◆ Obiettivo:
Nella recensione di Under the Skin, quali tre titoli vantava già l'attrice, a quanto si sarebbe scoperto in seguito?

◆ Testo fornito:

UNDER THE SKIN, di Jonathan Glazer
Sdoganata col primo piano titolistico di Sofia Coppola, confermata da Woody Allen nell'ambiguo Match point, fino ad entrare in coscia tesa nell'immaginario collettivo con Iron man 2 e The Avengers. Poi si sarebbe scoperto che vantava già titoli come The prestige, L'uomo che non c'era e Ghost world, ma al di là dei meriti cinefili lei è stata il primo amore di ogni ormonedotato degli Anni Zero, forse l'ultima diva in senso stretto della storia cinematografica recente, almeno dopo il primo decennio del Duemila.
Poi venne questo film, forse il primo che si portava totalmente sulle... ehm... spalle e, da un certo punto di vista, il vero spartiacque della sua carriera, una pellicola che faceva esplicito riferimento a lei come protagonista assoluta ma che conduceva verso lidi che dovevano essere nuovi per l'attrice e l'industria mainstream, una mossa a tratti suicida visto lo sperimentalismo dell'operazione ma allo stesso tempo attuo a finalizzarla come "interprete seria", una di quelle che contano al di là della pura bellezza estetica che ha incarnato.
In realtà, tutti volemmo vederlo perché era il primo film in cui le usciva.
E qui non tacciatemi di maschilismo, ma per la mia generazione fu il motivo principale, oltre che un grande oggetto di discussione dalla stampa specializzata mesi prima che questo titolo vedesse il buio della sala.

◆ Materiale mostrato:
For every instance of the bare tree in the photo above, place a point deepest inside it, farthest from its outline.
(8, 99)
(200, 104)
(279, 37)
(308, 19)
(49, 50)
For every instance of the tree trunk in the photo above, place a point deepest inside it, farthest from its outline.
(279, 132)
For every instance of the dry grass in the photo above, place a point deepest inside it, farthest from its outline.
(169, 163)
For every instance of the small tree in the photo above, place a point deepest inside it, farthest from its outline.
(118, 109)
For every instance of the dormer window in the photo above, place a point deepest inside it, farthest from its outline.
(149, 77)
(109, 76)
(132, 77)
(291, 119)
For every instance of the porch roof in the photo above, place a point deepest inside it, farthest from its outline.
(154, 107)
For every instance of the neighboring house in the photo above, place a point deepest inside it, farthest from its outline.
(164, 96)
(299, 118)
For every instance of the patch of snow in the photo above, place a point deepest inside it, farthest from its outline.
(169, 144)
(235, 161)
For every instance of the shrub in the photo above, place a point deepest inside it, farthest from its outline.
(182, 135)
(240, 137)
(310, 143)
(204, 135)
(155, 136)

◆ Risultato esercizio:
The prestige, L'uomo che non c'era e Ghost world.